(Entries from a pointing dataset)
%%

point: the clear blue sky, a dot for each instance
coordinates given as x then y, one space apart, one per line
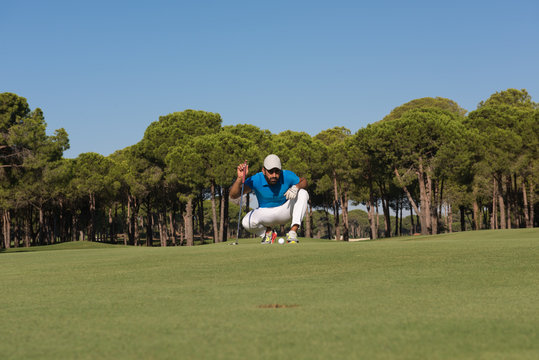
104 70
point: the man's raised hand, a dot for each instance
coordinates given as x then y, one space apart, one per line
243 170
291 193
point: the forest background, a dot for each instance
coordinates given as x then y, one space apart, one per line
428 167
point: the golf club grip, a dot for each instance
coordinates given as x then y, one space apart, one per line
243 173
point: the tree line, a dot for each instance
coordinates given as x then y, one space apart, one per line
428 159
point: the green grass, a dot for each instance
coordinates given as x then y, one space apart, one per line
472 295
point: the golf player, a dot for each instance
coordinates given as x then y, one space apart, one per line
281 198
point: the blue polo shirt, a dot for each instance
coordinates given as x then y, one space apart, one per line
271 195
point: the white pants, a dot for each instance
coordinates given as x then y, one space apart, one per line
256 221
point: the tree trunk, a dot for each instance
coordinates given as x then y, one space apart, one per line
149 224
162 226
222 214
462 218
428 204
387 218
172 225
397 206
188 222
27 234
413 229
226 223
502 206
6 228
450 217
526 208
328 224
336 207
424 215
91 225
494 214
532 203
411 200
201 217
308 222
372 220
346 234
214 214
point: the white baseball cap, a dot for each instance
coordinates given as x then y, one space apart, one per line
272 161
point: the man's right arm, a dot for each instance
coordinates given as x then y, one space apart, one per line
235 189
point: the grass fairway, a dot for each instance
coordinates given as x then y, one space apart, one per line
472 295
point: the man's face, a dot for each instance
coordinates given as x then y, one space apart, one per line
272 176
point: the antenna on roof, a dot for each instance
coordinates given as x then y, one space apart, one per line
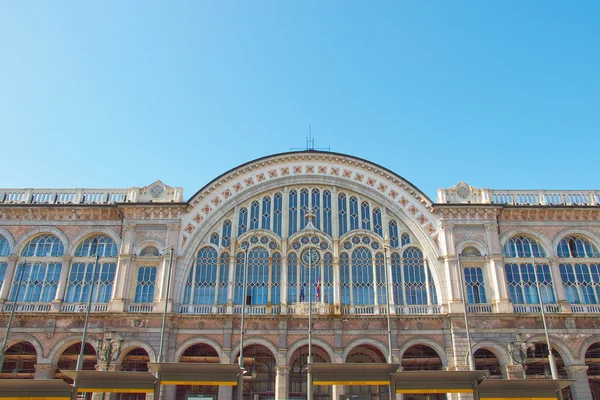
310 143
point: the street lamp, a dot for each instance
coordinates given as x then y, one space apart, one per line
12 315
386 253
309 257
108 351
550 355
240 389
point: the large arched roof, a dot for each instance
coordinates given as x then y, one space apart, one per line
292 154
216 199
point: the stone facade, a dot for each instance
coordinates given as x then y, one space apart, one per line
467 228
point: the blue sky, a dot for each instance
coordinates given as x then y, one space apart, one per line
501 94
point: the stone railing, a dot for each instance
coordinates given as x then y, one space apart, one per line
63 196
463 193
546 197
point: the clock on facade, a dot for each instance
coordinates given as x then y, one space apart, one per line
156 191
310 257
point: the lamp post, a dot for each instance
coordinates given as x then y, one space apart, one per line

%%

= WHAT THE TASK ASKS =
Rewrite every line of the records above as a numbered list, skipping blank lines and leaving the pictures out of your answer.

= FULL OUTPUT =
1. point: the clear blue sky, a dot for each instance
2. coordinates given as x then y, one space apart, one per line
3. 104 70
4. point: the man's raised hand, a dot for each instance
5. coordinates given as x then y, one space apart, one per line
6. 243 170
7. 291 193
8. point: the forest background, a dot for each instance
9. coordinates given as x then y, one space apart, one per line
10. 428 167
11. point: the golf club grip, a dot for each instance
12. coordinates given as x then y, one space apart, one per line
13. 243 173
14. point: the tree line, a dot for each instance
15. coordinates given as x then y, one space apart, one per line
16. 428 159
17. point: the green grass, a dot for each instance
18. coordinates given as x then y, one space apart, one per line
19. 472 295
20. point: the golf player, a dot for each instance
21. coordinates given as x then y, one space apart, one per line
22. 281 198
23. point: the blue polo shirt, a dot for each instance
24. coordinates given as x then y, one space apart, one per line
25. 271 195
26. point: the white pants, a dot for each instance
27. coordinates given as x then y, one space apart, one per line
28. 256 221
29. point: the tree trunk, a dot for each instance
30. coordinates given as x then y, one space apart, one per line
31. 149 224
32. 162 226
33. 222 214
34. 462 218
35. 428 204
36. 387 218
37. 172 225
38. 397 206
39. 188 222
40. 27 234
41. 413 229
42. 226 223
43. 502 206
44. 6 228
45. 450 217
46. 526 208
47. 328 224
48. 336 207
49. 424 215
50. 91 225
51. 494 214
52. 532 203
53. 411 200
54. 201 217
55. 308 222
56. 372 220
57. 346 234
58. 214 214
59. point: the white baseball cap, a dot for each instance
60. coordinates given as x then y, one space apart, one per line
61. 272 161
62. point: the man's right arm, a dot for each instance
63. coordinates given as x then y, one space apart, one per line
64. 235 189
65. point: the grass fairway, a dot for each instance
66. coordinates given as x then y, one space apart, one per line
67. 472 295
68. point: the man's face, a dot for each instance
69. coordinates given as x then y, one space apart, one per line
70. 272 176
71. point: the antenna on roof, a dot for each instance
72. coordinates given as x then y, one space apart, one per line
73. 310 143
74. point: the street lamp, a dot for each instance
75. coordinates given as x then y, one space apart, one per line
76. 12 315
77. 386 253
78. 309 257
79. 108 351
80. 550 355
81. 240 389
82. point: the large arched roof, a dot for each instance
83. coordinates given as x then y, one space apart, one per line
84. 292 154
85. 216 199
86. point: the stone facade, a dot for each instance
87. coordinates given as x then y, one space apart, one per line
88. 467 228
89. point: the blue sky, a dot for each instance
90. coordinates given as x then y, one space apart, one per line
91. 501 94
92. point: the stone railing, a dot for each instance
93. coordinates given as x then y, one space apart, one per line
94. 63 196
95. 463 193
96. 546 197
97. point: the clock on facade, a dot for each instance
98. coordinates given as x then y, one space apart, one per line
99. 156 191
100. 310 257
101. point: the lamp post, a dot for each instance
102. coordinates given as x then y, one space apart, one per line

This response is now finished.